DATA FOR THE TASK:
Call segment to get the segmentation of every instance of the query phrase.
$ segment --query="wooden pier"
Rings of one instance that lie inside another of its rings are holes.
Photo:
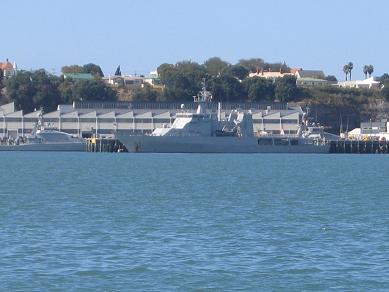
[[[117,139],[89,138],[86,141],[87,152],[128,152]]]
[[[330,153],[388,154],[389,141],[379,141],[379,140],[331,141]]]

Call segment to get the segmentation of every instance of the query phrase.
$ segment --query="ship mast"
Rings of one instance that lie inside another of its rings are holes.
[[[193,97],[193,101],[198,103],[196,114],[206,113],[206,104],[212,101],[211,92],[207,91],[205,86],[205,78],[202,81],[201,91]]]

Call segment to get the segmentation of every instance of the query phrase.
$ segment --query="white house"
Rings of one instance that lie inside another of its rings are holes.
[[[381,83],[376,80],[375,77],[370,77],[364,80],[350,80],[342,81],[335,84],[335,86],[342,88],[368,88],[368,89],[379,89]]]

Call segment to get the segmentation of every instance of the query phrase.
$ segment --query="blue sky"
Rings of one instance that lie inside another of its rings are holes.
[[[389,72],[389,1],[12,0],[2,1],[0,60],[59,73],[99,64],[148,73],[161,63],[218,56],[263,58],[343,79],[372,64]]]

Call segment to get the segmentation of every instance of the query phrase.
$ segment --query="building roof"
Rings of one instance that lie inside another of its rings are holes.
[[[300,70],[297,72],[299,78],[324,79],[324,72],[321,70]]]
[[[0,106],[0,112],[2,112],[5,115],[8,113],[12,113],[14,111],[15,111],[15,103],[14,102],[3,104],[2,106]]]
[[[23,117],[23,111],[20,110],[17,112],[9,113],[6,115],[6,117],[7,118],[21,118],[21,117]],[[24,117],[27,117],[27,115],[25,115]],[[36,118],[38,118],[38,116],[36,116]]]
[[[321,79],[321,78],[301,77],[297,80],[297,82],[323,82],[323,83],[326,83],[328,81],[325,79]]]
[[[135,115],[135,118],[140,118],[140,119],[151,119],[152,117],[153,117],[153,113],[150,111]]]
[[[94,77],[90,73],[65,73],[65,78],[72,78],[74,80],[93,80]]]
[[[303,70],[303,68],[290,68],[290,73],[296,74],[298,71]]]
[[[96,111],[92,111],[92,112],[80,115],[81,119],[95,119],[96,117],[97,117]]]
[[[60,116],[59,111],[53,111],[53,112],[49,112],[47,114],[44,114],[43,119],[58,118],[59,116]]]
[[[163,112],[160,114],[156,114],[154,116],[155,119],[169,119],[171,118],[171,113],[170,112]]]
[[[286,75],[293,75],[293,73],[289,72],[280,72],[280,71],[261,71],[257,73],[250,73],[249,77],[261,77],[261,78],[281,78]]]
[[[0,63],[1,70],[12,70],[13,68],[14,68],[14,66],[8,60],[5,61],[4,63]]]
[[[31,113],[25,114],[25,118],[38,118],[38,116],[42,113],[41,110],[33,111]]]
[[[133,118],[134,117],[134,112],[126,112],[126,113],[123,113],[123,114],[119,114],[116,116],[116,118],[118,119],[130,119],[130,118]]]
[[[114,119],[116,117],[116,113],[114,111],[107,112],[107,113],[101,113],[98,115],[98,118],[103,118],[103,119]]]
[[[78,111],[63,114],[61,118],[78,118]]]

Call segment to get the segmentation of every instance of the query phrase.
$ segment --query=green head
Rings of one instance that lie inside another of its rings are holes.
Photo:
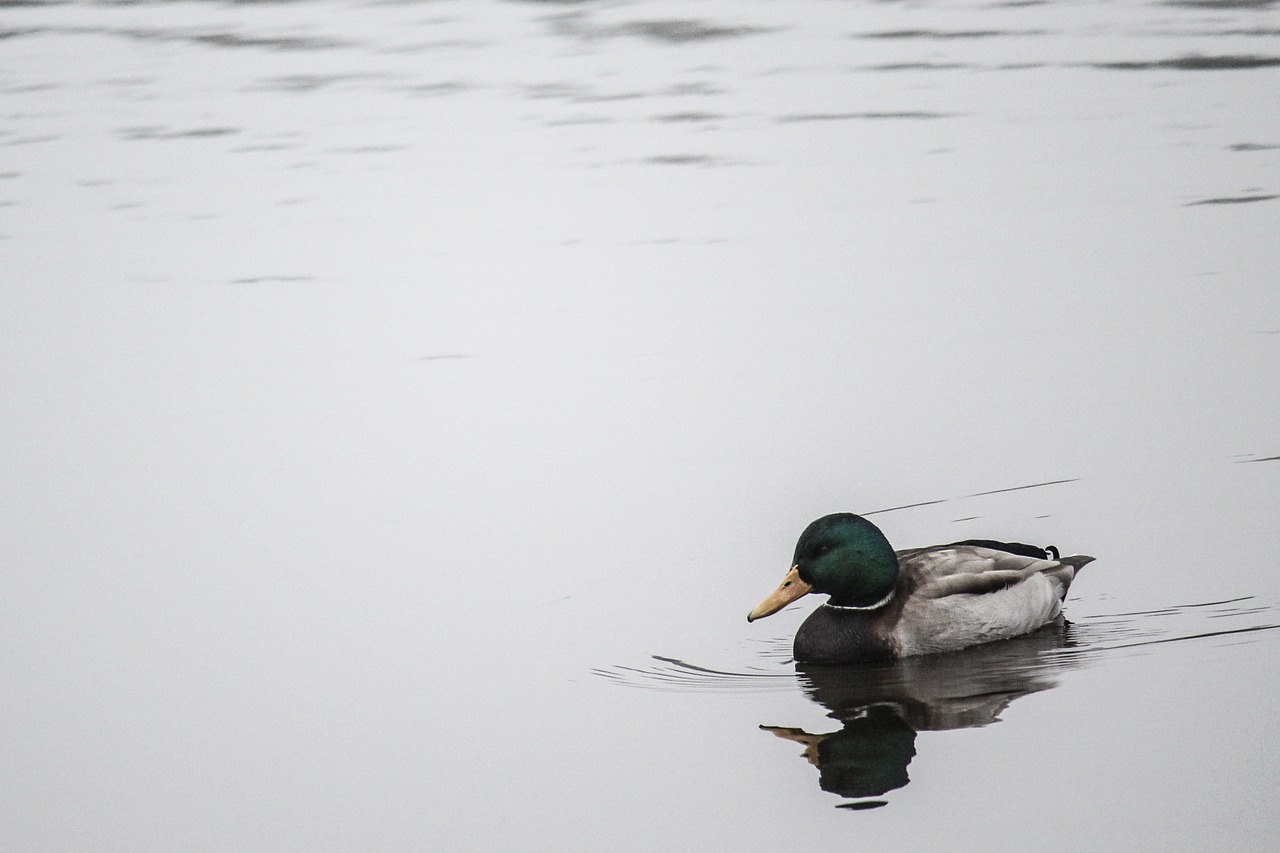
[[[791,562],[814,592],[827,593],[832,604],[843,607],[874,604],[898,580],[898,558],[889,540],[851,512],[824,515],[806,527]]]

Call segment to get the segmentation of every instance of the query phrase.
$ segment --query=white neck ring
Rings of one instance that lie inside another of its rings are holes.
[[[848,604],[824,604],[823,607],[830,607],[832,610],[879,610],[890,601],[893,600],[894,590],[889,590],[889,594],[877,601],[875,604],[868,604],[866,607],[854,607]]]

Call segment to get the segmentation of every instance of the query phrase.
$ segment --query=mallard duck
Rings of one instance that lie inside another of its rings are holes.
[[[810,592],[831,596],[796,632],[797,661],[856,663],[948,652],[1026,634],[1062,611],[1093,557],[969,539],[894,552],[880,529],[841,512],[805,528],[791,569],[747,615],[754,622]]]

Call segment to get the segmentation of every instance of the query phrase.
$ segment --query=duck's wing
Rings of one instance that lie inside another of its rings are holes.
[[[969,544],[898,552],[899,570],[911,580],[915,594],[934,599],[999,592],[1042,575],[1053,582],[1061,600],[1076,572],[1092,560],[1082,555],[1042,559]]]
[[[893,641],[904,655],[926,654],[1034,631],[1058,616],[1076,571],[1092,559],[1040,559],[980,545],[900,552],[910,591]]]

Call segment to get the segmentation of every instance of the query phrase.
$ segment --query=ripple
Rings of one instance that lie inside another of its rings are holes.
[[[655,116],[654,121],[696,124],[704,121],[718,121],[724,118],[719,113],[702,113],[702,112],[683,112],[668,113],[666,115]]]
[[[1223,627],[1220,622],[1208,620],[1230,620],[1232,624]],[[1274,604],[1242,596],[1091,616],[1072,625],[1079,643],[1076,653],[1093,657],[1167,643],[1274,631],[1280,628],[1280,613]]]
[[[795,672],[751,667],[736,671],[716,669],[663,655],[653,655],[651,660],[654,663],[648,666],[606,666],[592,669],[591,674],[623,687],[678,692],[738,690],[759,693],[792,690],[800,684],[800,677]]]
[[[182,32],[148,29],[102,30],[101,32],[138,41],[181,41],[208,47],[279,51],[328,50],[335,47],[348,47],[351,44],[337,39],[311,36],[247,36],[235,32]]]
[[[656,166],[713,166],[721,161],[706,154],[657,154],[644,162]]]
[[[1092,62],[1092,68],[1107,71],[1241,71],[1251,68],[1273,68],[1280,56],[1179,56],[1139,62]]]
[[[1020,492],[1023,489],[1040,489],[1040,488],[1044,488],[1045,486],[1061,486],[1064,483],[1078,483],[1079,481],[1080,481],[1079,477],[1069,477],[1065,480],[1047,480],[1043,483],[1029,483],[1025,486],[1010,486],[1007,489],[992,489],[987,492],[974,492],[971,495],[965,495],[965,497],[980,498],[983,495],[1001,495],[1001,494],[1004,494],[1005,492]]]
[[[1203,198],[1199,201],[1189,201],[1184,207],[1198,207],[1203,204],[1248,204],[1254,201],[1272,201],[1277,198],[1280,198],[1280,195],[1222,196],[1220,198]]]
[[[284,74],[259,80],[257,88],[296,94],[308,94],[332,86],[386,80],[382,74]]]
[[[1042,36],[1044,30],[886,30],[854,33],[857,39],[985,39],[1006,36]]]
[[[250,276],[248,278],[237,278],[232,280],[232,284],[298,284],[300,282],[315,281],[312,275],[259,275]]]
[[[164,127],[125,127],[119,131],[120,138],[135,142],[154,139],[207,139],[215,136],[231,136],[240,133],[235,127],[193,127],[186,130],[169,130]]]
[[[668,44],[685,44],[687,42],[712,41],[715,39],[732,39],[757,33],[769,32],[763,27],[722,27],[703,21],[671,20],[671,21],[631,21],[613,27],[612,32],[619,35],[640,36]]]
[[[672,45],[738,39],[774,32],[770,27],[727,26],[688,18],[638,20],[598,25],[590,17],[579,12],[557,15],[549,23],[557,35],[586,41],[635,37]]]
[[[857,121],[880,119],[935,119],[952,118],[953,113],[935,113],[924,110],[903,110],[899,112],[861,112],[861,113],[796,113],[778,116],[774,121],[779,124],[794,124],[810,121]]]
[[[1269,9],[1280,0],[1165,0],[1166,6],[1194,9]]]
[[[863,71],[962,71],[976,68],[963,62],[888,62],[883,65],[863,65]]]
[[[880,515],[881,513],[897,512],[898,510],[903,510],[903,509],[915,509],[917,507],[922,507],[922,506],[935,506],[937,504],[944,504],[952,500],[965,500],[968,498],[987,497],[989,495],[1001,495],[1001,494],[1004,494],[1005,492],[1020,492],[1023,489],[1042,489],[1047,486],[1062,486],[1068,483],[1078,483],[1079,481],[1080,481],[1079,477],[1068,477],[1063,480],[1046,480],[1043,483],[1027,483],[1021,486],[1006,486],[1005,488],[1001,488],[1001,489],[988,489],[987,491],[974,492],[973,494],[963,495],[958,498],[936,498],[930,501],[917,501],[915,503],[902,504],[901,506],[890,506],[890,507],[884,507],[883,509],[873,509],[868,512],[860,512],[858,514],[859,515]],[[979,516],[971,516],[971,518],[978,518],[978,517]],[[964,520],[968,520],[968,519],[964,519]]]
[[[1176,604],[1149,610],[1131,610],[1087,616],[1078,621],[1060,620],[1040,631],[972,646],[942,655],[905,658],[892,663],[819,667],[816,671],[862,673],[881,687],[951,678],[972,670],[983,678],[1017,676],[1035,681],[1036,689],[1054,682],[1041,681],[1056,671],[1105,660],[1112,655],[1146,653],[1170,643],[1248,638],[1280,629],[1280,607],[1255,596]],[[759,640],[755,648],[740,652],[746,663],[711,665],[692,663],[674,655],[653,655],[646,664],[614,664],[595,667],[592,675],[624,687],[679,692],[773,692],[812,686],[813,671],[791,658],[787,637]],[[935,671],[936,670],[936,671]],[[961,691],[963,692],[963,691]],[[938,712],[934,711],[934,716]]]
[[[3,4],[0,4],[3,5]],[[231,31],[166,30],[147,28],[113,28],[89,26],[44,26],[0,31],[0,38],[32,35],[109,36],[140,42],[170,42],[219,48],[248,48],[270,51],[314,51],[350,47],[352,42],[340,39],[290,35],[243,35]]]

TASK:
From the data above, copy out every line with the string "duck" in it.

ANSWER TO THE PROBLEM:
$ segment --query=mallard duck
$ segment --query=duck's wing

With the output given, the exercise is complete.